[Records]
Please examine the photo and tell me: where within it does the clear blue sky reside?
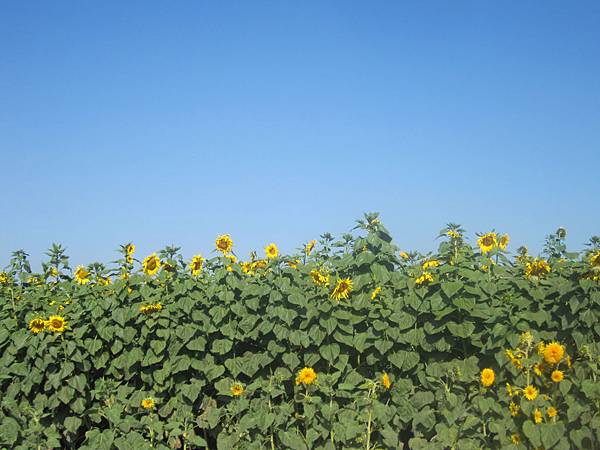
[0,0,600,266]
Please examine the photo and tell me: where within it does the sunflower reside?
[550,370,565,383]
[190,255,204,276]
[75,266,90,284]
[498,234,510,250]
[422,259,440,270]
[140,397,154,409]
[371,286,381,300]
[331,278,352,301]
[142,253,160,276]
[381,372,392,390]
[523,385,538,401]
[477,232,498,253]
[29,317,46,334]
[44,316,67,333]
[481,369,496,387]
[544,341,565,364]
[525,258,551,278]
[215,234,233,255]
[265,243,279,259]
[415,272,433,285]
[310,269,329,286]
[304,239,317,256]
[231,383,244,397]
[296,367,317,386]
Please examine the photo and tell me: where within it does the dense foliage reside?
[0,214,600,450]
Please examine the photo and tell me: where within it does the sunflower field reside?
[0,214,600,450]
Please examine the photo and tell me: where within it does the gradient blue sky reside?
[0,0,600,266]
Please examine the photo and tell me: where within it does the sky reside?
[0,0,600,269]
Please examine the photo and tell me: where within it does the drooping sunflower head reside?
[231,383,244,397]
[523,385,538,401]
[142,253,160,276]
[265,243,279,259]
[29,317,46,334]
[477,232,498,254]
[296,367,317,386]
[498,234,510,250]
[525,258,550,278]
[481,369,496,387]
[44,316,67,333]
[304,239,317,256]
[75,266,90,284]
[215,234,233,255]
[544,342,565,364]
[381,372,392,390]
[140,397,154,409]
[331,278,352,301]
[550,370,565,383]
[190,255,204,276]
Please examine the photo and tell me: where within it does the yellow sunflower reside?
[75,266,90,284]
[498,234,510,250]
[190,255,204,276]
[381,372,392,390]
[331,278,352,301]
[525,258,551,278]
[415,272,433,285]
[140,397,154,409]
[422,259,440,270]
[550,370,565,383]
[544,342,565,364]
[265,243,279,259]
[29,317,46,334]
[44,316,67,333]
[371,286,381,300]
[142,253,160,276]
[215,234,233,255]
[231,383,244,397]
[296,367,317,386]
[304,239,317,256]
[523,385,538,401]
[481,369,496,387]
[477,232,498,253]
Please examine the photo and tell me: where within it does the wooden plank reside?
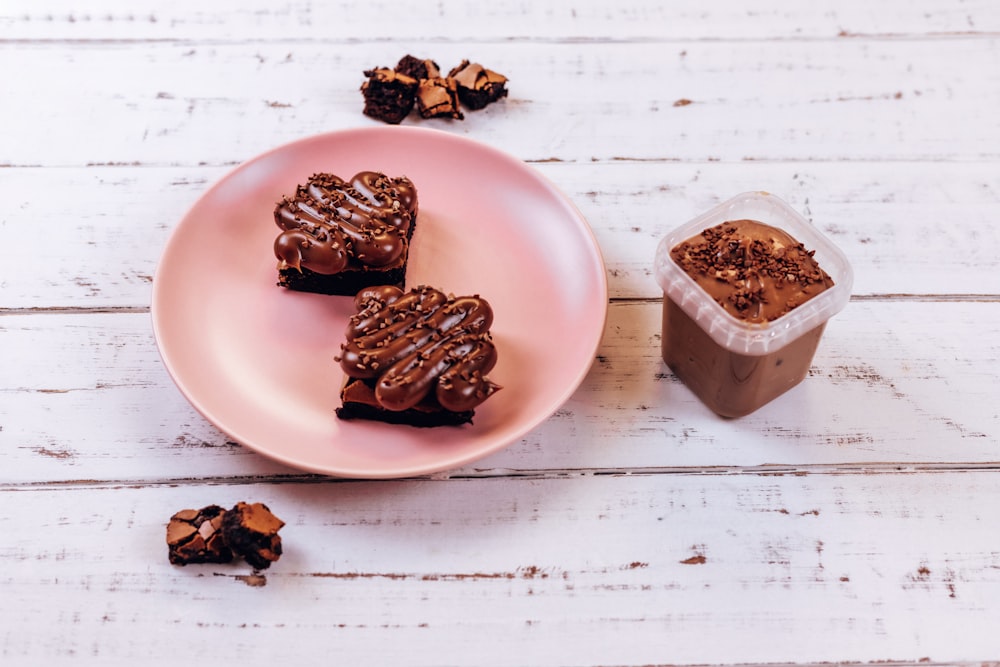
[0,471,1000,667]
[0,162,1000,309]
[0,38,1000,166]
[0,0,1000,42]
[0,301,1000,484]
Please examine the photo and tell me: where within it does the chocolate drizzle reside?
[338,286,500,412]
[274,171,417,275]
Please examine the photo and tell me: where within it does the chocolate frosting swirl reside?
[339,286,500,412]
[274,171,417,275]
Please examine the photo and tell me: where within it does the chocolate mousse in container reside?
[655,192,854,417]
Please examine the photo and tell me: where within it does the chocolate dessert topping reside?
[167,501,285,569]
[274,171,417,275]
[338,286,500,412]
[670,220,833,323]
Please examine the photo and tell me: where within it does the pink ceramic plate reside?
[152,126,608,478]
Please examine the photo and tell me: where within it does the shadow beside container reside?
[655,192,853,417]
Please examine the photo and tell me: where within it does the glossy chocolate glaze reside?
[339,286,500,412]
[274,171,417,275]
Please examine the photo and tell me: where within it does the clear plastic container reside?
[654,192,854,417]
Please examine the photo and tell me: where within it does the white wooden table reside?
[0,0,1000,666]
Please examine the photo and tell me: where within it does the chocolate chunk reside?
[417,76,465,120]
[167,505,233,565]
[361,67,417,125]
[222,502,285,569]
[448,60,507,111]
[395,54,441,81]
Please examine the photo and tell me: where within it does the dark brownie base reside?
[336,380,475,428]
[278,266,406,296]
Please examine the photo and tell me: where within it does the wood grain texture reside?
[0,301,1000,485]
[0,161,1000,310]
[0,0,1000,667]
[0,472,1000,666]
[0,37,1000,166]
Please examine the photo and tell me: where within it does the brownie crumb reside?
[361,54,507,125]
[167,505,233,565]
[361,67,417,125]
[417,76,465,120]
[395,54,441,81]
[448,60,507,111]
[167,502,285,570]
[222,502,285,570]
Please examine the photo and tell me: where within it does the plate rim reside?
[150,126,609,479]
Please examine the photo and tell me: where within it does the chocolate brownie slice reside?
[274,171,418,295]
[336,285,500,426]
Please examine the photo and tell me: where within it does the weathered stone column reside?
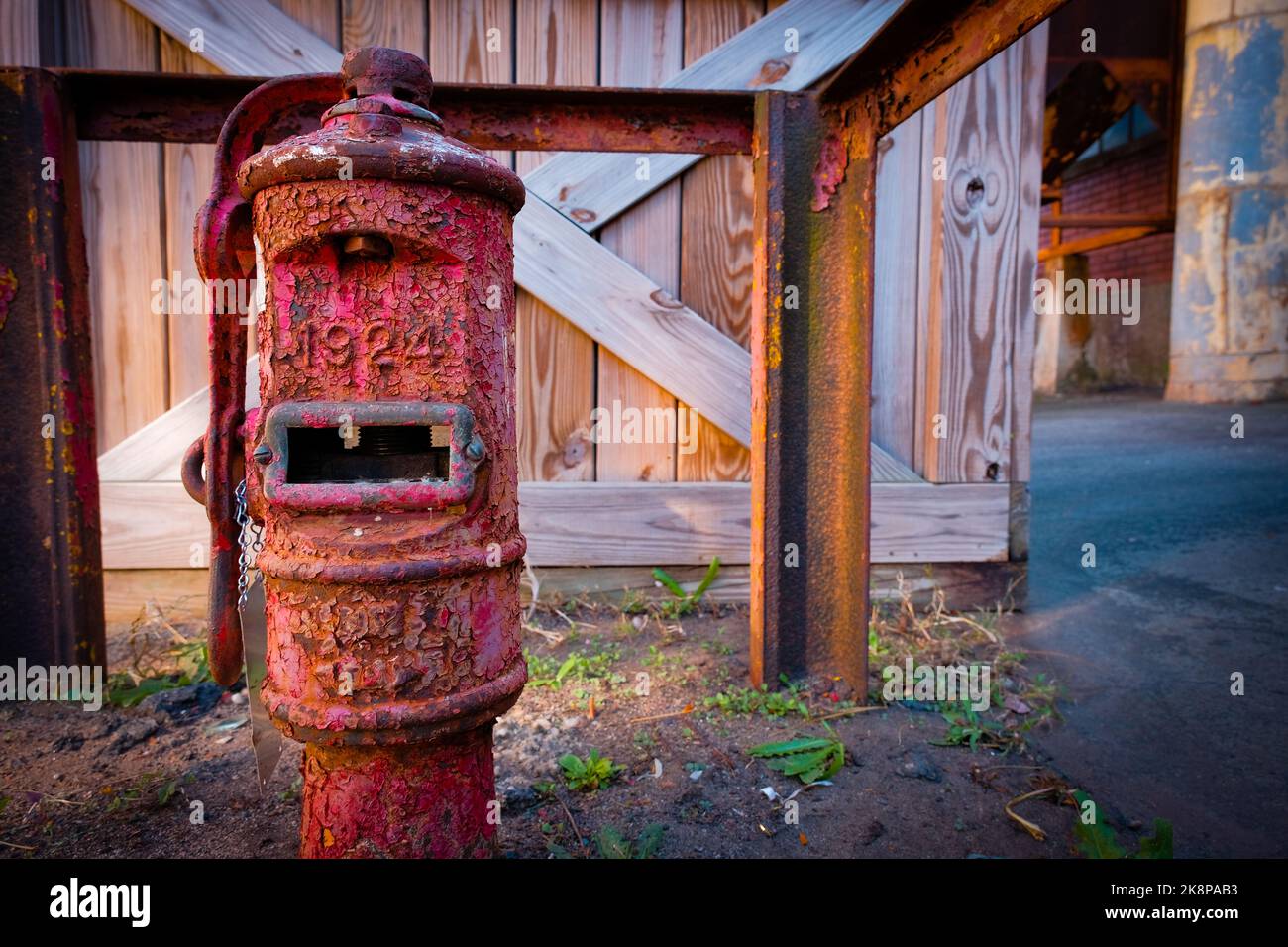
[1167,0,1288,402]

WHAT YOU NEED TO DO
Please write out all of the material above word for word, leaving out the pictures.

SOLUTION FOR THIS TASK
Please examine the photo and tell me: where within it does the clear blue sky reside?
[0,0,600,266]
Please examine the photo and tell me: where within it does the sunflower reside?
[550,370,565,383]
[190,255,204,276]
[75,266,90,284]
[498,234,510,250]
[422,259,440,270]
[140,397,154,409]
[371,286,381,300]
[331,278,352,301]
[142,253,160,276]
[381,372,392,390]
[523,385,538,401]
[477,232,498,253]
[29,317,46,334]
[44,316,67,333]
[481,369,496,387]
[544,341,565,364]
[525,258,551,278]
[215,234,233,255]
[265,243,279,259]
[415,272,433,285]
[310,269,329,286]
[304,239,317,256]
[231,383,244,397]
[296,367,317,386]
Please examine the photo and tell me: where within it does the dense foliage reside?
[0,214,600,450]
Please examine the photo and tell me: where within it does the sunflower field reside?
[0,214,600,450]
Please examine the photo and tell me: where within it does the gradient blue sky reside?
[0,0,600,266]
Please examine the photo and tell me: where within it does the sky reside?
[0,0,600,269]
Please examine the photo and tell me: where within it does the drooping sunflower head reside?
[231,383,244,397]
[523,385,538,401]
[142,253,160,276]
[265,243,279,259]
[29,317,46,334]
[477,232,498,254]
[296,367,317,386]
[498,234,510,250]
[525,258,550,278]
[481,369,496,387]
[44,316,67,333]
[304,239,317,256]
[75,266,90,284]
[215,234,233,255]
[544,342,565,364]
[381,372,392,390]
[140,397,154,409]
[331,278,352,301]
[550,370,565,383]
[190,255,204,276]
Please examine the photo and tell me: where within it does the yellow sunflower reside?
[75,266,90,284]
[498,234,510,250]
[190,255,204,276]
[381,372,392,390]
[331,278,352,301]
[525,258,551,278]
[415,272,433,285]
[140,397,154,409]
[422,259,440,270]
[550,370,565,383]
[544,342,565,364]
[265,243,279,259]
[29,317,46,334]
[44,316,67,333]
[371,286,381,300]
[142,253,160,276]
[215,234,233,255]
[231,383,244,397]
[296,367,317,386]
[304,239,317,256]
[523,385,538,401]
[481,369,496,387]
[477,232,498,253]
Please examine the photo and tell me: where within it does the wooden plank reside?
[0,471,1000,667]
[0,162,1000,309]
[0,38,1000,166]
[0,0,1000,42]
[0,301,1000,484]
Please examine the photo and tell me: where within it does the chocolate drizzle reside?
[338,286,500,412]
[274,171,417,275]
Please examine the photo and tell me: where within it does the chocolate frosting swirl reside?
[339,286,500,412]
[274,171,417,275]
Please examine the photo and tell me: where within it does the chocolate mousse in container reside?
[655,192,854,417]
Please examine the photo and tell me: where within it does the chocolate dessert topping reside?
[167,501,285,569]
[274,171,417,275]
[338,286,500,412]
[670,220,833,323]
Please examine the photo and tell me: where within it does the pink ceramic plate reside?
[152,126,608,478]
Please examine the photo and tell me: where within it does the shadow beside container reside?
[655,192,853,417]
Please examine the photo and tell me: where within it does the glossy chocolate glaze reside?
[339,286,500,412]
[274,171,417,275]
Please examine the photo and tell me: where within it does the clear plastic container reside?
[654,192,854,417]
Please examine the photo and tell me: where within it does the white wooden table reside?
[0,0,1000,666]
Please examine the photo and tell me: where within it does the chocolate chunk reside?
[417,76,465,120]
[167,505,233,565]
[361,67,417,125]
[222,502,285,569]
[448,60,507,111]
[395,54,441,81]
Please examine the photo and tell me: where within it does the dark brownie base reside?
[336,380,475,428]
[278,266,406,296]
Please examine the photo and tell me: where within it does the wood grain texture reside?
[0,301,1000,485]
[0,161,1000,310]
[0,0,1000,667]
[0,472,1000,666]
[0,37,1000,166]
Please examine the photo and tell me: where within it does the brownie crumb reside?
[361,54,507,125]
[167,505,233,565]
[361,67,417,125]
[417,76,465,120]
[395,54,441,81]
[448,60,507,111]
[167,502,285,570]
[222,502,285,570]
Please examine the photo and tell me: where within it does the plate rim reside?
[150,126,609,479]
Please examine the photo and tell me: where within it does the chocolate brownie slice reside?
[274,171,418,295]
[336,285,500,426]
Please examine the photo and tell me: where within it does the weathered stone column reside?
[1167,0,1288,402]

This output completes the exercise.